Task description.
Your answer must repeat the full listing, line for line.

[Start of Attachment]

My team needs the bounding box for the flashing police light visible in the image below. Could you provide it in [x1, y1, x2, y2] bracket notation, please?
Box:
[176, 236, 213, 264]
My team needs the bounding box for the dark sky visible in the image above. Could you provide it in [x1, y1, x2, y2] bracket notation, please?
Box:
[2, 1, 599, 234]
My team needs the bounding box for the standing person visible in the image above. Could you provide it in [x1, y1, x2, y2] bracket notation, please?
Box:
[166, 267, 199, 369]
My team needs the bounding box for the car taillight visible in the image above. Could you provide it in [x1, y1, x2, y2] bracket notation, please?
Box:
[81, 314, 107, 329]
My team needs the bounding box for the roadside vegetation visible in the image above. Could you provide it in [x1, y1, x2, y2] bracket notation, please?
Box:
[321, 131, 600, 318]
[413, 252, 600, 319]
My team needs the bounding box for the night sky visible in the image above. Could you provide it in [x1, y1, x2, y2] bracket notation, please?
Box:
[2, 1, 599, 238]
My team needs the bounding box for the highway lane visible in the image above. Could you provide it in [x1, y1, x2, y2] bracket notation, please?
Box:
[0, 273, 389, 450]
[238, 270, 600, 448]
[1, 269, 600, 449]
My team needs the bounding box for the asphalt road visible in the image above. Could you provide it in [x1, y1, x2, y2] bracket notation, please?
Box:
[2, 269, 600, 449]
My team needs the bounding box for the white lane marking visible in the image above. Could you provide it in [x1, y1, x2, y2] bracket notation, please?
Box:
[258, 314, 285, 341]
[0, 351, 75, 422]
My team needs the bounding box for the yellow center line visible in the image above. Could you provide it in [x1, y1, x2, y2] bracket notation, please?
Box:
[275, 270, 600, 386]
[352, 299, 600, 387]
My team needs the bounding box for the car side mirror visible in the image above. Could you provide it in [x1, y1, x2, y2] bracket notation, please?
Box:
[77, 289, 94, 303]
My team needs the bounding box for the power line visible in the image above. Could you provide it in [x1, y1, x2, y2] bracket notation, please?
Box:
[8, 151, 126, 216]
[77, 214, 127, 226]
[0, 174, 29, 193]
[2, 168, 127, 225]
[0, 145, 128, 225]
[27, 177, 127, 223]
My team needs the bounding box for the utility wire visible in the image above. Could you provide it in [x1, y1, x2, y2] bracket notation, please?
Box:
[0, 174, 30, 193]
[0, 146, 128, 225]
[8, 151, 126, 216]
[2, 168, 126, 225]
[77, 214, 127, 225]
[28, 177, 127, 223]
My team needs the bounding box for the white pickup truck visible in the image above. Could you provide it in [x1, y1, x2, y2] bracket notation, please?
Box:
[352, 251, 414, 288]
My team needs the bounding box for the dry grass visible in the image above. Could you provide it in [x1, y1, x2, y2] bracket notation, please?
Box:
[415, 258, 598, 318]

[End of Attachment]

Response area.
My team needs the bounding box for the flashing police light visible in the image below. Could you provide it in [x1, y1, x2, y2] bracket notation, please?
Box:
[176, 236, 213, 264]
My team needs the bounding box for the dark sky visible in the image above. Could you provide it in [x1, y1, x2, y2] bracket notation, please?
Box:
[2, 1, 599, 234]
My team needs the bounding box for the standing person visible in the image above. Could you provide it in [x1, y1, x2, y2] bracket notation, please?
Box:
[166, 267, 199, 369]
My team needs the bounding box for the car taillight visible in the image above. Could you provide it in [x1, y1, x2, y2] bracket notation, please?
Box:
[81, 314, 107, 329]
My team needs the bounding box for the roadside vegetation visible in the image above. Could you provide it in [x1, y1, x2, y2] bracket notation, please?
Box:
[321, 131, 600, 318]
[413, 252, 600, 319]
My team needs the bounding box for the night sky visible in the image above. Could you provide it in [x1, y1, x2, y2] bracket notation, please?
Box:
[2, 1, 599, 238]
My team needs the bounding box for the highway lane visible in the image above. Could you provide it in [x1, y1, x2, y2] bracket notation, please?
Box:
[0, 273, 389, 450]
[238, 270, 600, 448]
[1, 269, 600, 449]
My team needs the bounding box for the asphalt road visible in the image above. Could you provide it in [x1, y1, x2, y2] bracket notation, please?
Box:
[2, 269, 600, 449]
My team needs the bounding box for the white lane marking visible in the image above. Could you provide it in [x1, y1, x2, y2] bracket notation, please?
Box:
[258, 314, 285, 341]
[0, 351, 75, 422]
My team needs the bounding box for the yellow center line visible in the image above. Could you provide it in [x1, y1, x2, y2] bracket notation, please?
Box:
[275, 270, 600, 386]
[352, 299, 600, 387]
My team needs the bounding box for the car side mirror visible in the image above. Could you provide it in [x1, y1, x2, y2] bracket notation, please?
Box:
[77, 289, 94, 303]
My team needs the bounding box for the power line visible in the image above. Could you provide it in [x1, y1, x2, y2] bracket notation, please?
Box:
[8, 151, 126, 216]
[77, 214, 127, 226]
[0, 174, 29, 193]
[2, 168, 127, 225]
[0, 145, 128, 225]
[27, 177, 127, 223]
My team needs the bounding box for the utility wire visible in the image above. Could you provide it in [x1, y1, x2, y2] bracket notation, please?
Box:
[0, 174, 30, 193]
[0, 146, 128, 225]
[8, 151, 126, 216]
[2, 168, 126, 225]
[77, 214, 127, 225]
[28, 177, 127, 223]
My team needs the bounding box for the white pickup truck visible in the image above. Could you provide it in [x1, y1, x2, y2] bracket notation, please?
Box:
[352, 251, 414, 288]
My team needs the bounding box for the dry grass visible in the image above. Could you provide it in [x1, y1, x2, y2] bracket notation, please?
Box:
[415, 258, 598, 318]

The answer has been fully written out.